Rewrite everything from the first of the rows down to and including the line containing "83,364,111,385", requests and all, shifting every box coordinate in the answers up by 80. Keep the request lines unchanged and leave the pictures out.

DATASET ENTRIES:
--- Begin ---
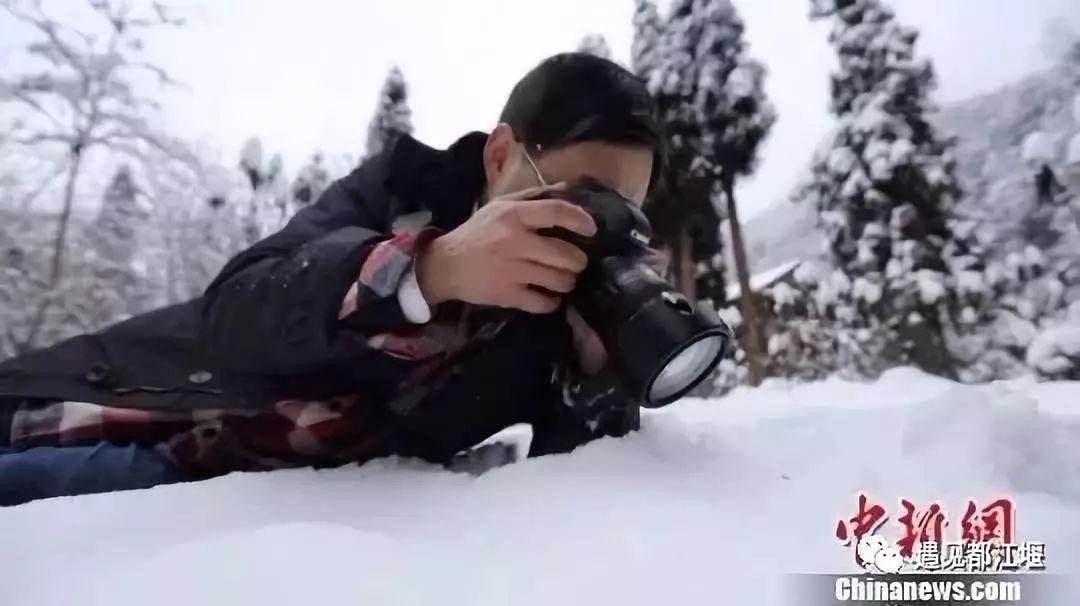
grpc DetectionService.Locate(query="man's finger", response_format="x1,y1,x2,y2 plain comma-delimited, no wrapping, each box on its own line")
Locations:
517,233,589,273
517,200,596,238
566,307,607,375
515,261,578,294
511,286,562,313
496,181,566,200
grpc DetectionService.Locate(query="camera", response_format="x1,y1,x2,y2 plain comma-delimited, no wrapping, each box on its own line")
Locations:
538,179,732,407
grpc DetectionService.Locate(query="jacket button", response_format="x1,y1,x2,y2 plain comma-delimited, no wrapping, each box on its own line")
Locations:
83,364,111,385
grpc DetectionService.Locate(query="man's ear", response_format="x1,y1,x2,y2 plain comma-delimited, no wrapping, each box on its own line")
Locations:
484,122,517,184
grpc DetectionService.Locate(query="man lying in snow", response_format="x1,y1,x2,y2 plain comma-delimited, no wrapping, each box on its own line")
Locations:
0,53,663,504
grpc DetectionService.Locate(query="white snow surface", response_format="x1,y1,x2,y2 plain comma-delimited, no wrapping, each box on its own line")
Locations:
0,368,1080,606
1021,131,1054,162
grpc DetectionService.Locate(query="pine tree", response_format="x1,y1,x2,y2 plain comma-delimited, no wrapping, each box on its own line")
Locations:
637,0,775,383
292,152,330,207
645,0,724,300
630,0,663,82
694,0,777,385
367,67,413,158
578,33,611,59
795,0,959,376
83,166,151,329
239,137,292,245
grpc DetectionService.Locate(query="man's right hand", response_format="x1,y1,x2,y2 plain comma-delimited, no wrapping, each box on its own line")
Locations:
416,184,596,313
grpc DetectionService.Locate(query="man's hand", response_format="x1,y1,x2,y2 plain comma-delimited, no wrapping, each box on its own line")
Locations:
416,184,596,313
566,307,607,375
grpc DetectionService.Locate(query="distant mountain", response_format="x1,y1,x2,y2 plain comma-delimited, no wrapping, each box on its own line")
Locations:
724,66,1080,277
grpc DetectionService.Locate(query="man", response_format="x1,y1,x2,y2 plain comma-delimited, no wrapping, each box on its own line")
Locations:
0,53,663,504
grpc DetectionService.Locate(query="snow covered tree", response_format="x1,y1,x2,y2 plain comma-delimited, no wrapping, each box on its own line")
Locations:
367,67,413,158
239,137,293,245
87,160,154,326
694,0,777,385
578,33,611,59
645,0,725,304
630,0,663,82
794,0,959,376
0,0,185,287
638,0,775,385
292,152,330,206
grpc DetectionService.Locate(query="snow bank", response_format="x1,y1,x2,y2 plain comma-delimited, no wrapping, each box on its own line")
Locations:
0,369,1080,606
1021,131,1054,163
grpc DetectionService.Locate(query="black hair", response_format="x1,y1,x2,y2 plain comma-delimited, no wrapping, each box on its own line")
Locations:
499,53,666,190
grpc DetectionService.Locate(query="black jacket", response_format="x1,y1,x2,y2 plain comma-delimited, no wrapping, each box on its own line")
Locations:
0,133,638,458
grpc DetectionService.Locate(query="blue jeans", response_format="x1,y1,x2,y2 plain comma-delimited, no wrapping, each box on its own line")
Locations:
0,442,185,507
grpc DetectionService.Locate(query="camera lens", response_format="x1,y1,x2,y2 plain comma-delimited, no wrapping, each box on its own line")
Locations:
649,334,725,402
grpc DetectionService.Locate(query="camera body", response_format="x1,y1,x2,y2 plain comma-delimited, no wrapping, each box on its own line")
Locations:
538,179,731,407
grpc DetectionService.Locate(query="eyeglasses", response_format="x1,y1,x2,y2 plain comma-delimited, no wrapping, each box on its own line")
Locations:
522,145,548,187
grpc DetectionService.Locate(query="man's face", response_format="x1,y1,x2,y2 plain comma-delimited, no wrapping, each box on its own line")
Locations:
484,124,652,205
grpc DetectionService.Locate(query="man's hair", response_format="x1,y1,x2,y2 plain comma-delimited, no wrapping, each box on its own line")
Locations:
499,53,666,190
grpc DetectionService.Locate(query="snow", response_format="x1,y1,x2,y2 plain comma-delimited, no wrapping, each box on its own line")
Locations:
916,269,945,305
727,257,799,301
1065,133,1080,165
1027,325,1080,376
0,368,1080,606
1021,131,1054,163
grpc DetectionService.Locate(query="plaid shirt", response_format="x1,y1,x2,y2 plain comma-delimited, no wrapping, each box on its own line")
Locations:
0,228,518,475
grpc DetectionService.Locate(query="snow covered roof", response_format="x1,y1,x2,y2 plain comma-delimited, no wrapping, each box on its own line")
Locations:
725,260,802,301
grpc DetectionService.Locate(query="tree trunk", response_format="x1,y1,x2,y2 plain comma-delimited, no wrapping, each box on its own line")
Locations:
677,225,698,302
723,177,765,386
49,146,82,289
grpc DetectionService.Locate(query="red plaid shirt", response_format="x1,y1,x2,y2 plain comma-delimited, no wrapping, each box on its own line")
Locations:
0,230,501,474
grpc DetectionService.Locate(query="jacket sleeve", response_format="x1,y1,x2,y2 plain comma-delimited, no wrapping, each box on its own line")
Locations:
200,159,432,375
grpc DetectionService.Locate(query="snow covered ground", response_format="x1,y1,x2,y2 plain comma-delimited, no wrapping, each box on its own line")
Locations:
0,369,1080,606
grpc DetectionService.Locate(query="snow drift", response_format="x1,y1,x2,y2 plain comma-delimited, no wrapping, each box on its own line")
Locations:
0,369,1080,606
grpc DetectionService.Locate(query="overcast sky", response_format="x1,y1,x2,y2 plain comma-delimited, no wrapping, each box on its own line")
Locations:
--- End ---
RESPONSE TO THIS EXERCISE:
grpc DetectionService.Locate(query="man's finger", response_format="x1,y1,x2,y2 plain comma-delimited, no wrapping, each box on its own line")
Locations:
597,313,669,353
597,280,676,318
646,387,687,455
595,341,658,374
591,366,642,393
576,261,646,280
grpc DetectionService.Locate(query="camera", response_format="x1,y1,x2,y2 plain comma-delimited, no wrapping, each box on its own line")
Locations:
618,259,812,487
grpc DetectionService.Locate(query="jacket button", response_format="x1,y1,x2,y2 plain comma-delimited, no wrapping, each box on its own line")
Locations:
163,444,191,465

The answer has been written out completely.